=== What needs to be done ===
Reproduce the corporate governance passage below word for word, from its first line to its last.

Throughout the year ended 31 December 2024, the company
remained in compliance with the provisions set out in the
Code.
Statement on corporate governance
The directors appreciate the importance of ensuring that the
group’s affairs are managed effectively and with integrity and
acknowledge that the principles laid down in the Code provide
a widely endorsed model for achieving this. The directors seek
to apply the Code principles and the supporting provisions in
a manner proportionate to the group’s size but, as the Code
permits, reserving the right, when and if it is appropriate to the
individual circumstances of the company, not to comply with
certain Code principles and to explain why. The directors are
mindful of the changes to the Code (the 2024 Code) that will
apply to financial years beginning on or after 1 January 2025
and will seek to apply the revised principles and provisions as
applicable to the group.
At the performance review and evaluation conducted in
2024 and following a further formal review and evaluation
conducted in April 2025, directors concluded that the
board performed effectively as constituted during 2024 and
continues to do so during 2025. It was further concluded
that the diversity of gender and ethnic backgrounds and
complementary skills of individual board members are
appropriate for the size and strategic direction of the group
and for the challenges that it faces. It was considered that
each director brings separate valuable insights into, variously,
the plantation industry, business in Indonesia and the group’s
affairs. Taking account of the nature and size of the company
and the limited number of directors on the board, it was
decided that an externally facilitated board evaluation was not
required.
The directors are conscious that the group relies not only on
its shareholders but also on the holders of its debt securities
for the provision of the capital that the group utilises. The
comments below regarding liaison with shareholders apply
equally to liaison with holders of debt securities.
Role and responsibilities of the board
The board is responsible for the proper leadership of
the company in meeting its objectives for the long term
sustainable success of the company, the community in which it
operates and its shareholders.

=== Material provided ===
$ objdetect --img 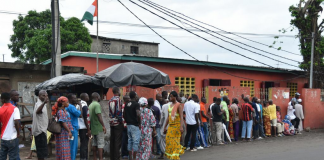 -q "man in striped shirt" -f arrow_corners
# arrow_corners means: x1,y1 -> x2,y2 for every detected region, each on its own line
0,93 -> 20,160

=== Right answer ===
Throughout the year ended 31 December 2024, the company
remained in compliance with the provisions set out in the
Code.
Statement on corporate governance
The directors appreciate the importance of ensuring that the
group’s affairs are managed effectively and with integrity and
acknowledge that the principles laid down in the Code provide
a widely endorsed model for achieving this. The directors seek
to apply the Code principles and the supporting provisions in
a manner proportionate to the group’s size but, as the Code
permits, reserving the right, when and if it is appropriate to the
individual circumstances of the company, not to comply with
certain Code principles and to explain why. The directors are
mindful of the changes to the Code (the 2024 Code) that will
apply to financial years beginning on or after 1 January 2025
and will seek to apply the revised principles and provisions as
applicable to the group.
At the performance review and evaluation conducted in
2024 and following a further formal review and evaluation
conducted in April 2025, directors concluded that the
board performed effectively as constituted during 2024 and
continues to do so during 2025. It was further concluded
that the diversity of gender and ethnic backgrounds and
complementary skills of individual board members are
appropriate for the size and strategic direction of the group
and for the challenges that it faces. It was considered that
each director brings separate valuable insights into, variously,
the plantation industry, business in Indonesia and the group’s
affairs. Taking account of the nature and size of the company
and the limited number of directors on the board, it was
decided that an externally facilitated board evaluation was not
required.
The directors are conscious that the group relies not only on
its shareholders but also on the holders of its debt securities
for the provision of the capital that the group utilises. The
comments below regarding liaison with shareholders apply
equally to liaison with holders of debt securities.
Role and responsibilities of the board
The board is responsible for the proper leadership of
the company in meeting its objectives for the long term
sustainable success of the company, the community in which it
operates and its shareholders.